### EXTRACTED DATA
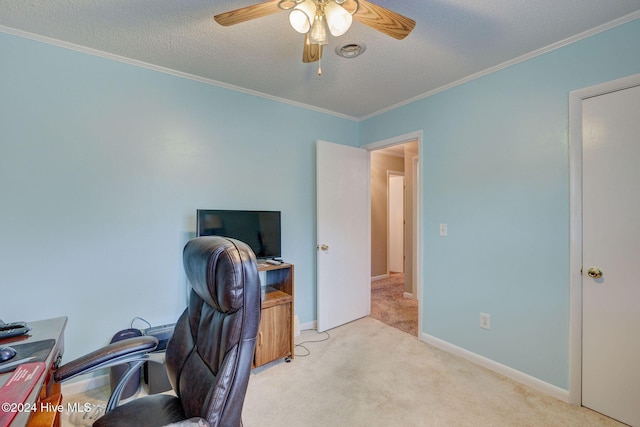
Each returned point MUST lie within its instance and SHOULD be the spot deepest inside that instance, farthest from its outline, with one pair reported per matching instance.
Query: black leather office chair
(210, 354)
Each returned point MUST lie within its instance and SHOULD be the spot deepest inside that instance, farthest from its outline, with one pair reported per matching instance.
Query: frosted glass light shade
(302, 16)
(318, 33)
(338, 19)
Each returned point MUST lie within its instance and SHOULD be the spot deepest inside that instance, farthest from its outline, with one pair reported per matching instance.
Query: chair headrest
(215, 267)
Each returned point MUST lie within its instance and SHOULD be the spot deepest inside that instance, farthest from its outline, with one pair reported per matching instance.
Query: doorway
(395, 296)
(604, 234)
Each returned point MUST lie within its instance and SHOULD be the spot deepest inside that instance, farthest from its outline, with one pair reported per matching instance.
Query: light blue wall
(102, 167)
(103, 164)
(495, 168)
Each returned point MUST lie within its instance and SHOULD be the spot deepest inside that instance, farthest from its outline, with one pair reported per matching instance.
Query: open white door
(611, 251)
(344, 232)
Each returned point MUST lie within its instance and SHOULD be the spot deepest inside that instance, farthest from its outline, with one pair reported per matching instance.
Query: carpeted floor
(391, 307)
(366, 373)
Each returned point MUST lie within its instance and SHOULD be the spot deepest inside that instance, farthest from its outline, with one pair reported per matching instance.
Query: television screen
(258, 229)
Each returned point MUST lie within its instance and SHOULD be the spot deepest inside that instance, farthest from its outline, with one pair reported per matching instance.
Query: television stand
(275, 334)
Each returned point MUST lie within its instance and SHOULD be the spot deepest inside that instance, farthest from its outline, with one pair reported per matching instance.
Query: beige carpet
(390, 306)
(369, 374)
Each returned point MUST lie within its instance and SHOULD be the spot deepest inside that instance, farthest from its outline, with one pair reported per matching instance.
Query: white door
(343, 235)
(396, 223)
(611, 245)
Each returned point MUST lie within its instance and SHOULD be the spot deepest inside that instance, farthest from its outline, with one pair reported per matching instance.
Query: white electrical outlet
(485, 321)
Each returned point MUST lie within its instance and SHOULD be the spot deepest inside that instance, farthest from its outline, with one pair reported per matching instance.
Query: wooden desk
(47, 390)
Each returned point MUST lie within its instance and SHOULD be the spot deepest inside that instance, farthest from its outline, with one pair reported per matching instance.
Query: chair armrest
(117, 353)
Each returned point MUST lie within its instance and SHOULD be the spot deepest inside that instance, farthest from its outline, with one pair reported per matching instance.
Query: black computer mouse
(6, 353)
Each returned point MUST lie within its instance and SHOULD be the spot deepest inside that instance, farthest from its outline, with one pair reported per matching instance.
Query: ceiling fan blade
(382, 19)
(247, 13)
(311, 52)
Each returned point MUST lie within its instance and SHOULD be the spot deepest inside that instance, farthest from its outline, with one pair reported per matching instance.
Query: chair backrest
(210, 354)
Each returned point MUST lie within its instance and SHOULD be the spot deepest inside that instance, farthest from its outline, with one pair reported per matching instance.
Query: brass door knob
(594, 273)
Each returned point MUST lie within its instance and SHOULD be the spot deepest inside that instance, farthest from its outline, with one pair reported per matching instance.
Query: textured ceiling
(453, 39)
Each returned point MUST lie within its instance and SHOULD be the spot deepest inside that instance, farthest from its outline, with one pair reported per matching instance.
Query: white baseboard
(85, 384)
(521, 377)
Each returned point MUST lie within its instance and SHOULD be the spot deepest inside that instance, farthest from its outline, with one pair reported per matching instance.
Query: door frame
(417, 220)
(575, 224)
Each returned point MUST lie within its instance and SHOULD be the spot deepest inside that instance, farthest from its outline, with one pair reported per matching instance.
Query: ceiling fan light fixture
(351, 50)
(338, 19)
(318, 32)
(302, 15)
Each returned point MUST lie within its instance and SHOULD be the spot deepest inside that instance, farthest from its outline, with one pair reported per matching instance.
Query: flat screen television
(258, 229)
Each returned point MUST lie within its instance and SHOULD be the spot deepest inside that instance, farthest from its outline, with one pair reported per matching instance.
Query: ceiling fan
(315, 17)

### YOUR OBJECTIVE
Please copy the data above exactly, omitting the pictures.

### TASK RESPONSE
Each returned point MUST lie within its instance and SHOULD be the spot deepest inside that instance, farthest from its outline, with one pair reported per matching instance.
Query: black leather office chair
(210, 354)
Each returned point MUST lie within its instance and SHOULD be the spot deepest inside that instance, farthest from its outline, with one pair reported per matching instance.
Query: frosted glass light shade
(302, 16)
(318, 33)
(338, 19)
Each returned point MUST lie within its instance and SHOULD be the spot deepest inside that instance, farthest from its outline, with one pair reported per matching instance.
Query: chair headrest
(215, 267)
Each returned point MUST lie within its instance and SHOULD be the spot deepest inside that instance, farthest from its outline, with one pair reported per matching instance.
Query: doorway
(395, 296)
(604, 234)
Each returned point MUST lie within its instance and SHOULD be the spot deepest inside that instance, farthest from its outline, with one pair reported per matching instance.
Query: light blue wall
(102, 167)
(103, 164)
(495, 168)
Each returned point MUST lie within its instance and SHOULD be the spot deepest inside that instance, farthest from its outline, with one pair reported per matching instance.
Query: open white door
(611, 251)
(344, 232)
Each returned point MUST lie within its instance and SHOULD be the spot deepest inside that instance, farthest from its outline, with one pair reported per matching instance.
Query: carpeted floor
(391, 307)
(366, 373)
Each returned point MUST lie within its instance and SHOULD be the spot deepest inside that instance, farthest from its outline, with one pair reported per matching instance.
Query: television screen
(258, 229)
Each returned point MUST lie within its instance and SHOULD be the spot deepest inside that instance, farthest from its outline, with one pair reported per matching instance.
Query: television stand
(275, 334)
Each returned point MUST lie within its instance and SHOULD be the spot deepest inside that instance, farthest from its outline, with one pair reported per matching instance.
Query: beige carpet
(390, 306)
(369, 374)
Each returned point MUST lie within its instance and SHOULD be the spot deepest inside that instance, farthest from its outline, with one pair reported per matching instance.
Query: white door
(343, 235)
(396, 223)
(611, 245)
Each returned point MUST lie within its instance and SHOULD be the spot deepest inside that instance, farthest from its outline, with one pair reported per matching instance.
Query: white electrical outlet
(485, 321)
Each returned point MUST lie within its instance and SHOULD be the spot deepest inside that instance, farthest from its outline, with one pair reported per matching instance.
Query: wooden desk
(47, 390)
Each returned point MUST lie within its instance and SHOULD be the spot deepest inside that instance, farthest from its outline, with one pair reported per matching instance.
Query: chair armrest
(117, 353)
Each returned point MUST lie within its instance and SHOULD be the spot deepest inside that instance, farthest from its outline, with one pair reported per matching instance.
Query: black computer mouse
(6, 353)
Each returned point MUST lie within its instance and SHOULD be the spot deepest inside that instance, farthest from its outline, with one pair reported per matching instance.
Query: ceiling fan blade
(382, 19)
(247, 13)
(311, 52)
Each returned point MUST lie within its instance and SHOULD be the spot deepest inside that instance, farthest from its outline, with one pair reported per matching instance.
Query: chair backrest
(210, 354)
Each returned point MUST lie within its instance and SHOULD be the spot deepest inside that instance, farthest from its outline, with one pair reported per matching instance.
Query: brass door knob
(594, 273)
Each returned point MUST lie within its instance and SHOULD be the spot deepest inside that instance, farthest from its outline, with one pair reported per matching instance.
Query: textured ceiling
(453, 39)
Each returned point MUST lie within its instance and SHOULD be the spot deepest inside that instance, farthest from its outline, with one pair reported per matching instance.
Query: white baseboard
(85, 384)
(521, 377)
Each returned point MUST lie within its instance and SHOULD be the spot deepest inside that instance, farthest from its outline, with one pair reported per matching instance.
Query: door frame
(417, 220)
(575, 224)
Each returned point MUST lie within its instance and SHOULD be the spot deepest inside that instance, farthest from its outline, with one pair reported per matching instance.
Query: ceiling fan light fixture
(351, 50)
(338, 19)
(318, 32)
(302, 15)
Each returned point MUST lie within its instance and SHOULD be the spot deepest inside that instance, farthest from its outline, with one pair reported per matching instance.
Query: flat screen television
(258, 229)
Each returned point MUST lie within its instance and SHOULD be the spot deepest inside that instance, farthest from its outline, with one pair reported per matching instance.
Query: ceiling fan
(315, 17)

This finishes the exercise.